# [EXERCISE AIM]
Arrange the stretch of entries from the line containing "shaped like <point>265,1306</point>." through the line containing "<point>344,119</point>" as a Markdown table with two columns, Row and Line. Number each line in Row, put its text in Line, and omit blank lines.
-- Start RECORDS FOR PROCESSING --
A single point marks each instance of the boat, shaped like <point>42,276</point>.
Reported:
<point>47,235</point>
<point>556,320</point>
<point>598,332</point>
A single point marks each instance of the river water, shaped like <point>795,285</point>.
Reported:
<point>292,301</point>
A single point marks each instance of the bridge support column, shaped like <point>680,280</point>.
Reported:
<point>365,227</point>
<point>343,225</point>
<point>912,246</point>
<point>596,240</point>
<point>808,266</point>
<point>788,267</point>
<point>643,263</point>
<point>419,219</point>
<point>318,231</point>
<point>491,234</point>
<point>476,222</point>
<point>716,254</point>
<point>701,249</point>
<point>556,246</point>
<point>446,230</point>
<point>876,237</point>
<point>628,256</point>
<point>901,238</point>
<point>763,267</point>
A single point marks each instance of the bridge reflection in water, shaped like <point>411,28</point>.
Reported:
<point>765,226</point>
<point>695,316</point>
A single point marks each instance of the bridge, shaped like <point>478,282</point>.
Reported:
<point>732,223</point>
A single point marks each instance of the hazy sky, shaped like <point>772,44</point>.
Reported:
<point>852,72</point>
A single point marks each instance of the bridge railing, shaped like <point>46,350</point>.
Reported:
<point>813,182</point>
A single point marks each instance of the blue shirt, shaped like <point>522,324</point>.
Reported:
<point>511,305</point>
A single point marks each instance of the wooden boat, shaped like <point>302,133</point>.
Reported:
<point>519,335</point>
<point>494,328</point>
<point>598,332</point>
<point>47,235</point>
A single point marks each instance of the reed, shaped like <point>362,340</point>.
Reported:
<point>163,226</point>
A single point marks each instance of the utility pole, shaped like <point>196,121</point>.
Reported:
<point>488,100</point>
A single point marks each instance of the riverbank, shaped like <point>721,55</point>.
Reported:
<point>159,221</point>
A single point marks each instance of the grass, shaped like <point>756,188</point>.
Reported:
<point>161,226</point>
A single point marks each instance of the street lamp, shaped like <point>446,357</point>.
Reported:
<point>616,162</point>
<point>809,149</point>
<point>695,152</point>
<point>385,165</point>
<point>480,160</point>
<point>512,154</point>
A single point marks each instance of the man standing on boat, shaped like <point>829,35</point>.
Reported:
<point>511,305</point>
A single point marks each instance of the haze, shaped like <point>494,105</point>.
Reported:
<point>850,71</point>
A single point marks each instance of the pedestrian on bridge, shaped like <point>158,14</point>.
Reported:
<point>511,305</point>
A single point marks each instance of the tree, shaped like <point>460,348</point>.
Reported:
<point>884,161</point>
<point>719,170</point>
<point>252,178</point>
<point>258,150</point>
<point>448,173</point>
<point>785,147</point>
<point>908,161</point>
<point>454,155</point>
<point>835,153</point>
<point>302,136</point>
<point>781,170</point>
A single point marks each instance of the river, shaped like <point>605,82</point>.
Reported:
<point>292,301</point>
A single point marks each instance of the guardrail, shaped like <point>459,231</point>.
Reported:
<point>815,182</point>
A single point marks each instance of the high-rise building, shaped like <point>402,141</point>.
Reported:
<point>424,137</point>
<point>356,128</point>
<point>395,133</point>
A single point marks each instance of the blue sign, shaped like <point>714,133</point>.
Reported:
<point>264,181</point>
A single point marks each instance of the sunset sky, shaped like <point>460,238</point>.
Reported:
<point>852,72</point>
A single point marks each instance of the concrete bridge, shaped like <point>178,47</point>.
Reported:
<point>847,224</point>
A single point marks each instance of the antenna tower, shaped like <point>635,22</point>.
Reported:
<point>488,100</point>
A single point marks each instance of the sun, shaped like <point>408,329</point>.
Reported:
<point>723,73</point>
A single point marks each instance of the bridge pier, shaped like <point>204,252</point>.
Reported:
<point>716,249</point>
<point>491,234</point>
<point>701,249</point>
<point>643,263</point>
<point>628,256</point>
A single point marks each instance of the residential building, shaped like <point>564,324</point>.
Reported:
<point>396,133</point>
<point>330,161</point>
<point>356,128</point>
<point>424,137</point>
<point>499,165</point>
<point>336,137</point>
-- End RECORDS FOR PROCESSING --
-- Start RECORDS FOR PROCESSING --
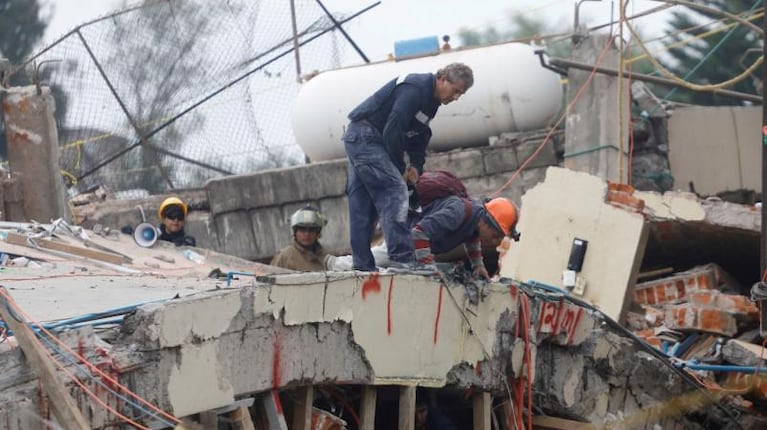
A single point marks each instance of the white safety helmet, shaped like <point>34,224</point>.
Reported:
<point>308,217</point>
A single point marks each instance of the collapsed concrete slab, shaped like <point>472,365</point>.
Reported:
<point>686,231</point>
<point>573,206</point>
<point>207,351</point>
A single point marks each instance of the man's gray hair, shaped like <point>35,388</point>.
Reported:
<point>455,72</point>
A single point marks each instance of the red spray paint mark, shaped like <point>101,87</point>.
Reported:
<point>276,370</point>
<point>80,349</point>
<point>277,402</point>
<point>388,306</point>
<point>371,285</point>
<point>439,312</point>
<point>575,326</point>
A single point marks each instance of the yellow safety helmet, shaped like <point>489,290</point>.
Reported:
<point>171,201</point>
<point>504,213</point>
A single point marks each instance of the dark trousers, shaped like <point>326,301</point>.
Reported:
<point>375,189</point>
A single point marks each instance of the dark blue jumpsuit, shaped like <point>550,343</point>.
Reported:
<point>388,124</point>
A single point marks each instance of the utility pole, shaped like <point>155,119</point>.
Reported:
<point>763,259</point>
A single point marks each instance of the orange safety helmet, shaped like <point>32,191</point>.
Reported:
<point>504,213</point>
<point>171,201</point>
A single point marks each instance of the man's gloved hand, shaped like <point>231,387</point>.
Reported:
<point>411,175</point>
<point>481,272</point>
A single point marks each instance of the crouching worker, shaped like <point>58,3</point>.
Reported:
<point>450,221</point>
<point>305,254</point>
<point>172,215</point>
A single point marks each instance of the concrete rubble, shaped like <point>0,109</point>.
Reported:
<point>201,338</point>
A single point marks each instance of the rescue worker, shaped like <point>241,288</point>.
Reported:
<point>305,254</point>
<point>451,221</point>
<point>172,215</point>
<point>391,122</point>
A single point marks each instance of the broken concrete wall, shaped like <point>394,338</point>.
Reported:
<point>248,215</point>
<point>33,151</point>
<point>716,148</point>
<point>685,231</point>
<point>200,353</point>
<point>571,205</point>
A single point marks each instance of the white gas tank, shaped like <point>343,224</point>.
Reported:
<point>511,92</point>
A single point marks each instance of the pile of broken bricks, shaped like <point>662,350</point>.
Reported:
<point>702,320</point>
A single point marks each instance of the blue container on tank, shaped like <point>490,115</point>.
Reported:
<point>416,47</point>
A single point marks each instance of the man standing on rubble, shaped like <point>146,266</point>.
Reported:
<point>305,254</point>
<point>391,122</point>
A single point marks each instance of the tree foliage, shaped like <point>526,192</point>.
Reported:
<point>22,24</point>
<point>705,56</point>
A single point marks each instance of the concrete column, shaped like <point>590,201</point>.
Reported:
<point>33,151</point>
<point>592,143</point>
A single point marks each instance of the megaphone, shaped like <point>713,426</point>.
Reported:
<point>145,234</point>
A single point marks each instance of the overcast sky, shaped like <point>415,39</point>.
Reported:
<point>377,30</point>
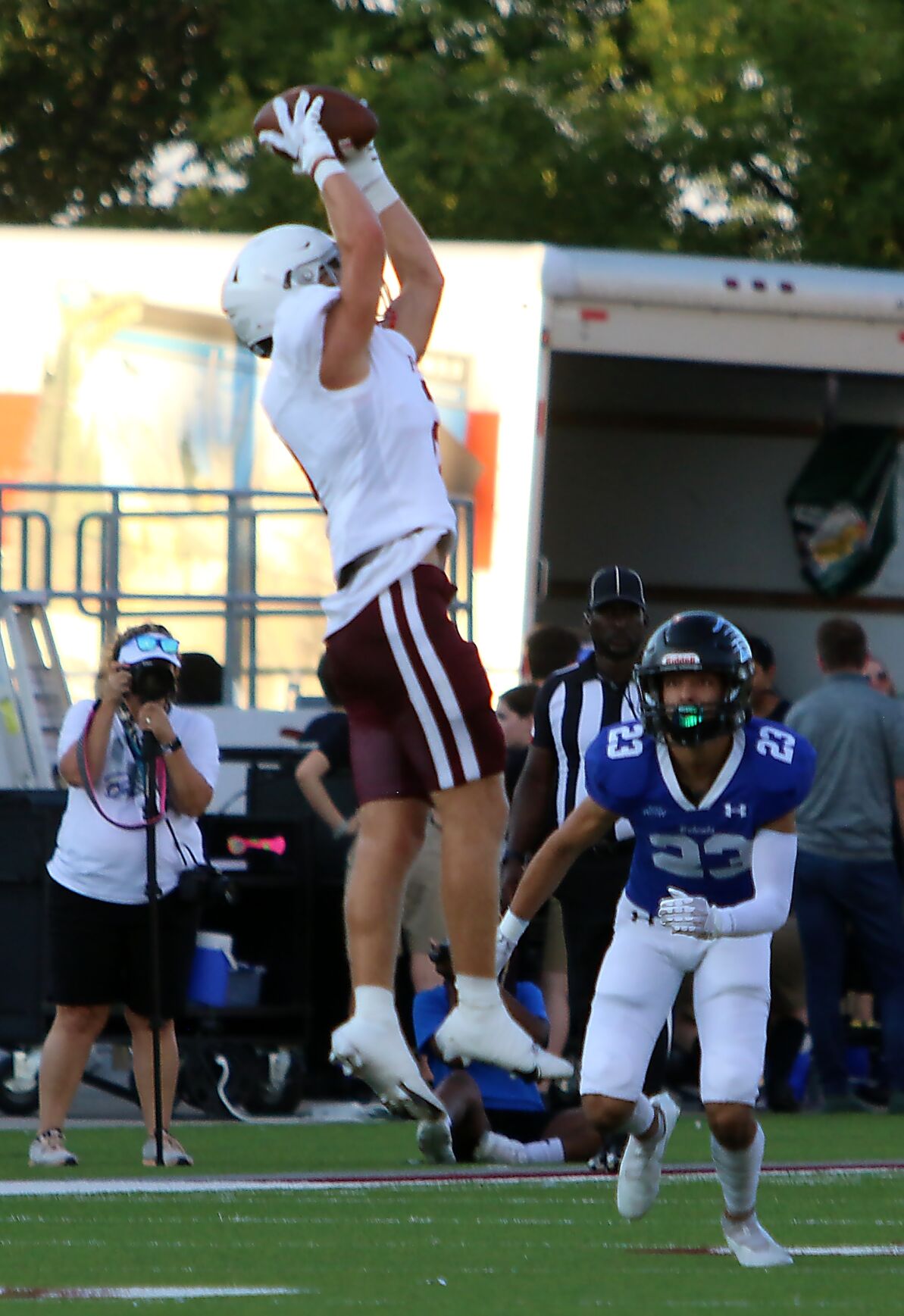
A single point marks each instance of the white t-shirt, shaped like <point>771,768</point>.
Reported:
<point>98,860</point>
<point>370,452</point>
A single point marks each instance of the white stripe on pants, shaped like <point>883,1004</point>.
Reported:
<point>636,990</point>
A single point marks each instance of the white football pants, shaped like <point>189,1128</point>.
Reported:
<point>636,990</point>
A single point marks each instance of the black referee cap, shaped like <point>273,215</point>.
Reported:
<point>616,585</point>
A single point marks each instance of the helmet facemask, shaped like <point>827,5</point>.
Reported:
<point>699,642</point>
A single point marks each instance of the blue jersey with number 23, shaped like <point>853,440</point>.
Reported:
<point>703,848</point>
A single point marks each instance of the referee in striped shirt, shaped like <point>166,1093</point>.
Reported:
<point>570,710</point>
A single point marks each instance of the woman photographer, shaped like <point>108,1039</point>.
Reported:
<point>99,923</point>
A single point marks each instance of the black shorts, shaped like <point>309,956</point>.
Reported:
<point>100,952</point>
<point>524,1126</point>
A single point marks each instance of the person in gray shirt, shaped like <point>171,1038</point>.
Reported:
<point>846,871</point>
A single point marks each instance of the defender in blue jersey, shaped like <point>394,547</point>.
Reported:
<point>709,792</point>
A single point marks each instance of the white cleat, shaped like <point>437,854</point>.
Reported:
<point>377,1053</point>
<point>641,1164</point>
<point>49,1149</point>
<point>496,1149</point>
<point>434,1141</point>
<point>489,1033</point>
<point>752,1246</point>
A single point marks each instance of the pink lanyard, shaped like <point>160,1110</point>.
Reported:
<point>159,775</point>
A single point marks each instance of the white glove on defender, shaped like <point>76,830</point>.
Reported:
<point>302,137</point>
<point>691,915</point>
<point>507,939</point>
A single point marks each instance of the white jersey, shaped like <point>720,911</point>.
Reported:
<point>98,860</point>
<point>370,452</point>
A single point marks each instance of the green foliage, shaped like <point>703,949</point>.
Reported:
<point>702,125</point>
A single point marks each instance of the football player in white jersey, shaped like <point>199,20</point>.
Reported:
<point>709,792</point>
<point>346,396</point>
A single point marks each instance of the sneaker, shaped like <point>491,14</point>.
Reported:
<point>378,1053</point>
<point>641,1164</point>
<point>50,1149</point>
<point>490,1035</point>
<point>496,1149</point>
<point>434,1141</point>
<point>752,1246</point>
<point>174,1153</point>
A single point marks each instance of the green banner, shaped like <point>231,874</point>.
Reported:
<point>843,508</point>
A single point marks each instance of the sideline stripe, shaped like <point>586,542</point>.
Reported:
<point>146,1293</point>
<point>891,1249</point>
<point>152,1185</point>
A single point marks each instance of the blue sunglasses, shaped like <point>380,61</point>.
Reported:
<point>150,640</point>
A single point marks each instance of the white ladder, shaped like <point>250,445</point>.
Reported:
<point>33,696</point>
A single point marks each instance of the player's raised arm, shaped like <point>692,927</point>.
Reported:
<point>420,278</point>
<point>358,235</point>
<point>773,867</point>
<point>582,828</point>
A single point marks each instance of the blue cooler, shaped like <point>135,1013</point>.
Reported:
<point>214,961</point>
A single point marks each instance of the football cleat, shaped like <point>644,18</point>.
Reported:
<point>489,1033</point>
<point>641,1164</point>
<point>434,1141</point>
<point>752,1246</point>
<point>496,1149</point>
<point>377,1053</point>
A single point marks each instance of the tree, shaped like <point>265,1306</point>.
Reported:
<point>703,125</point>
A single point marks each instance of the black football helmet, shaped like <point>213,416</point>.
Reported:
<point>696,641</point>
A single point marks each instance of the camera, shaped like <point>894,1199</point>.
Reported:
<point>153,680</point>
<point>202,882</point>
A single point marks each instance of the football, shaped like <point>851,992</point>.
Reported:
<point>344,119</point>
-- End RECORDS FOR PROCESSING --
# [TASK OUTPUT]
| Row | Line |
|---|---|
| 1 | A single point marks each instance of the tree, shaped like <point>265,1306</point>. |
| 2 | Reported: |
| 3 | <point>703,125</point> |
| 4 | A single point marks each instance of the black football helmet, shaped like <point>213,416</point>. |
| 5 | Reported: |
| 6 | <point>696,641</point> |
| 7 | A single point marks each instance of the camera, shaped like <point>894,1199</point>. |
| 8 | Reported: |
| 9 | <point>153,680</point> |
| 10 | <point>202,882</point> |
| 11 | A single point marks each instance of the football, shaped like <point>851,992</point>. |
| 12 | Reported: |
| 13 | <point>344,119</point> |